Referring expression pointing data

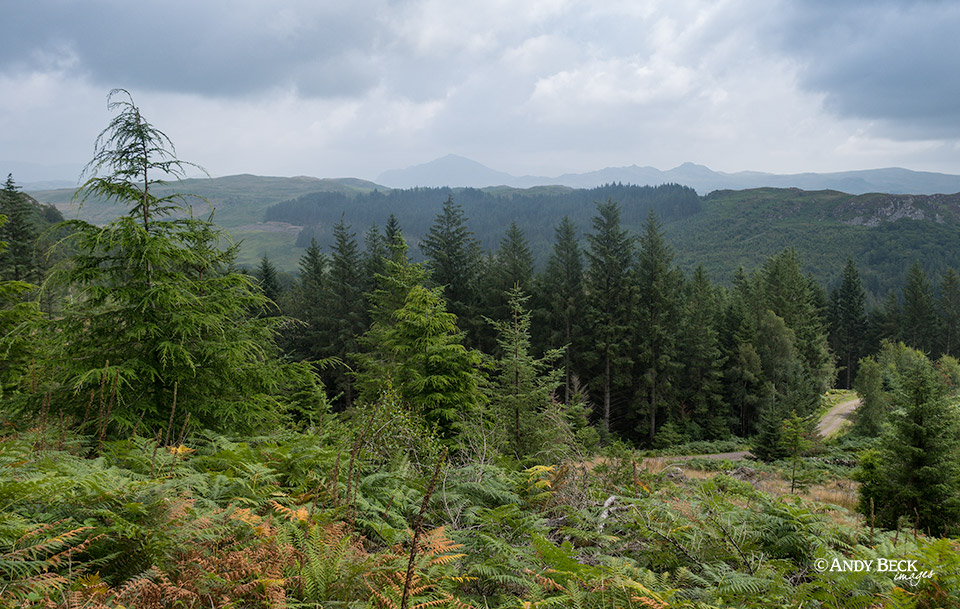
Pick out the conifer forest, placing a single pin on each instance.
(566, 419)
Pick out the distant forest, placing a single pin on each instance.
(535, 210)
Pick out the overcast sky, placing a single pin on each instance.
(334, 89)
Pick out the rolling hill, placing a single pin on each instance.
(726, 229)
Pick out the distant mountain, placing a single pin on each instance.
(450, 170)
(457, 171)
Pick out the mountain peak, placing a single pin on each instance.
(454, 170)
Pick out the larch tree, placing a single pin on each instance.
(19, 261)
(849, 321)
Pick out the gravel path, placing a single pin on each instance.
(835, 417)
(828, 425)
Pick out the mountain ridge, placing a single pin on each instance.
(458, 171)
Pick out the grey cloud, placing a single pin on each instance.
(213, 48)
(895, 62)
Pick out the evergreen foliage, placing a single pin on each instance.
(918, 322)
(658, 317)
(917, 471)
(160, 323)
(453, 259)
(20, 260)
(848, 322)
(609, 302)
(563, 292)
(522, 384)
(344, 311)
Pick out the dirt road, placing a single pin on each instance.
(828, 425)
(835, 417)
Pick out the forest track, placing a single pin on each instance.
(836, 416)
(829, 425)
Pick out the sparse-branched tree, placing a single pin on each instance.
(159, 321)
(848, 322)
(522, 384)
(19, 261)
(563, 292)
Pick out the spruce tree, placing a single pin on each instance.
(18, 336)
(869, 416)
(418, 352)
(918, 318)
(269, 282)
(657, 323)
(454, 260)
(920, 474)
(701, 387)
(609, 303)
(783, 372)
(522, 384)
(376, 250)
(950, 313)
(344, 310)
(563, 291)
(849, 321)
(791, 295)
(19, 261)
(512, 266)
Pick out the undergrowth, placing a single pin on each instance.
(321, 518)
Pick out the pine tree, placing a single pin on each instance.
(454, 260)
(522, 384)
(420, 354)
(849, 321)
(657, 323)
(609, 299)
(920, 477)
(791, 295)
(700, 385)
(919, 319)
(344, 309)
(512, 266)
(19, 261)
(160, 322)
(950, 312)
(563, 287)
(871, 413)
(269, 282)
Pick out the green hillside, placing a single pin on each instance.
(277, 217)
(884, 234)
(237, 200)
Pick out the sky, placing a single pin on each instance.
(541, 87)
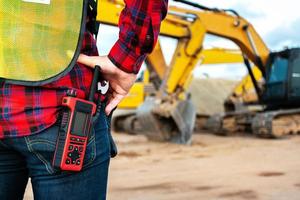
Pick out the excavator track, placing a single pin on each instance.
(230, 123)
(277, 124)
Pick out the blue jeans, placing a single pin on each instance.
(31, 156)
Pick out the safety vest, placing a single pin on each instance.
(40, 40)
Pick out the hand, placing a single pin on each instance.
(120, 81)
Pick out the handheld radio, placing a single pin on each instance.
(75, 128)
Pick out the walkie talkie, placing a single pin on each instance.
(75, 127)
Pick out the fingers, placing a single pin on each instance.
(112, 103)
(87, 60)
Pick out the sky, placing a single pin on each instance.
(276, 21)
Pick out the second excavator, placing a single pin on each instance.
(170, 115)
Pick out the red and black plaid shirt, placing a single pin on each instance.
(28, 110)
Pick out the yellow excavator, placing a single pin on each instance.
(124, 118)
(170, 115)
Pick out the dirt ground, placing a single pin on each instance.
(213, 167)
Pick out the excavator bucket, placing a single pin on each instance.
(172, 122)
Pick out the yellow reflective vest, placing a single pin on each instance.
(39, 39)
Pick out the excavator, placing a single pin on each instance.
(124, 119)
(170, 115)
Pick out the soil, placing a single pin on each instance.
(212, 168)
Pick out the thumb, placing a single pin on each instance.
(112, 103)
(90, 61)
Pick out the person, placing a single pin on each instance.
(28, 115)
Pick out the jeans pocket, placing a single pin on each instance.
(90, 152)
(42, 145)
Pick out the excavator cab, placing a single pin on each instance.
(282, 86)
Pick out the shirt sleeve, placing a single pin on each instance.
(139, 25)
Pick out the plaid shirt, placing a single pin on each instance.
(27, 110)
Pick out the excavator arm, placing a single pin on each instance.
(170, 116)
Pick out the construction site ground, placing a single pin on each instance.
(213, 167)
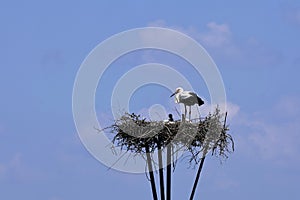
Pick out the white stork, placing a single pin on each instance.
(188, 98)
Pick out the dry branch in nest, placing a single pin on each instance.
(134, 133)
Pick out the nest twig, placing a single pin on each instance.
(133, 133)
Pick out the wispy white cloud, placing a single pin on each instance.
(220, 42)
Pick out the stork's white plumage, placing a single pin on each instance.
(188, 98)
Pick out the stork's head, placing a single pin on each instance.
(178, 90)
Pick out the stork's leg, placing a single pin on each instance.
(190, 113)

Task: From the first line to the last, set down the records above exactly and skip the pictures.

The completed task:
Pick out the conifer forest, placing a single pin on each instance.
(566, 419)
Pick out the distant forest, placing a single pin on each instance.
(535, 210)
Pick out the overcast sky, placing a single pin on each instance.
(334, 89)
Pick out the rolling hill, placing a single pin on each instance.
(726, 229)
Pick out the distant mountain, placing a single pin on each instance.
(450, 170)
(457, 171)
Pick out the mountain peak, placing a single pin on each instance.
(454, 170)
Pick out the larch tree, placing a single pin on each instance.
(19, 261)
(849, 321)
Pick out the gravel path, placing a single pin on each instance.
(835, 417)
(828, 425)
Pick out the mountain ridge, placing a single pin on each instance.
(458, 171)
Pick out the grey cloud, placing a single pin on each instance.
(213, 48)
(895, 62)
Pick out the evergreen foliage, placing a single pin on each instance.
(918, 322)
(658, 317)
(917, 471)
(160, 323)
(453, 259)
(20, 260)
(848, 322)
(609, 302)
(563, 292)
(522, 384)
(344, 311)
Pick out the dirt road, placing a single pin on each instance.
(828, 425)
(835, 417)
Pick out the forest track, placing a single pin on each instance.
(836, 416)
(829, 425)
Pick out the sparse-branched tree, placing a single pin on each instance.
(159, 321)
(848, 322)
(522, 384)
(19, 261)
(563, 292)
Pick out the spruce tree, placing a single pin on each instance.
(18, 336)
(869, 416)
(418, 352)
(918, 318)
(269, 282)
(657, 323)
(454, 260)
(920, 474)
(701, 387)
(609, 303)
(783, 372)
(522, 384)
(376, 250)
(950, 313)
(344, 310)
(563, 291)
(849, 321)
(791, 295)
(19, 261)
(512, 266)
Pick out the undergrowth, placing a single pin on each instance.
(321, 518)
Pick out the pine tree, placing a single pin on each instance.
(454, 260)
(522, 384)
(420, 354)
(849, 321)
(657, 323)
(609, 299)
(920, 477)
(791, 295)
(700, 385)
(919, 319)
(344, 309)
(512, 266)
(19, 261)
(160, 322)
(950, 312)
(563, 287)
(871, 413)
(269, 282)
Pick out the green hillside, placing a single pin on each instance.
(277, 217)
(884, 234)
(237, 200)
Pick out the sky, placing a single pin on each instance.
(541, 87)
Pick out the excavator track, placing a single pin on each instance.
(230, 123)
(277, 124)
Pick out the blue jeans, placing a single pin on each instance.
(31, 156)
Pick out the safety vest, placing a single pin on each instance.
(40, 40)
Pick out the hand, placing a single pin on each instance.
(120, 81)
Pick out the handheld radio, placing a single pin on each instance.
(75, 128)
Pick out the walkie talkie, placing a single pin on each instance.
(75, 127)
Pick out the fingers, placing a single pin on each instance.
(112, 103)
(87, 60)
Pick out the sky, placing a single pin on each instance.
(276, 21)
Pick out the second excavator, placing a single pin on each instance.
(170, 115)
Pick out the red and black plaid shirt, placing a single pin on each instance.
(28, 110)
Pick out the yellow excavator, placing a single pin on each instance.
(124, 118)
(170, 115)
Pick out the dirt ground, placing a single pin on each instance.
(213, 167)
Pick out the excavator bucket, placing a single pin on each instance.
(172, 122)
Pick out the yellow reflective vest, placing a single pin on each instance.
(39, 39)
Pick out the excavator, placing a single pin on each instance.
(124, 119)
(170, 115)
Pick out the soil, placing a single pin on each instance.
(212, 168)
Pick out the thumb, placing a single pin on each instance.
(112, 103)
(90, 61)
Pick out the person, placing a single pin on each instance.
(28, 115)
Pick out the jeans pocket, placing a single pin on each instance.
(90, 152)
(42, 145)
Pick out the excavator cab, placing a single pin on each instance.
(282, 86)
Pick out the shirt sleeve, placing a single pin on each instance.
(139, 25)
Pick out the plaid shirt, placing a single pin on each instance.
(27, 110)
Pick out the excavator arm, placing a single pin on each instance.
(170, 116)
Pick out the construction site ground, placing a single pin on each instance.
(213, 167)
Pick out the white stork, placing a single pin on each instance.
(188, 98)
Pick out the dry branch in nest, placing a single pin on each instance.
(134, 133)
Pick out the nest twig, placing a single pin on each instance.
(133, 133)
Pick out the wispy white cloud, placing a single pin on each instance.
(220, 42)
Pick out the stork's white plumage, placing a single pin on each instance.
(188, 98)
Pick out the stork's head, placing a single pin on each instance.
(178, 90)
Pick out the stork's leg, placing a single pin on each instance.
(190, 113)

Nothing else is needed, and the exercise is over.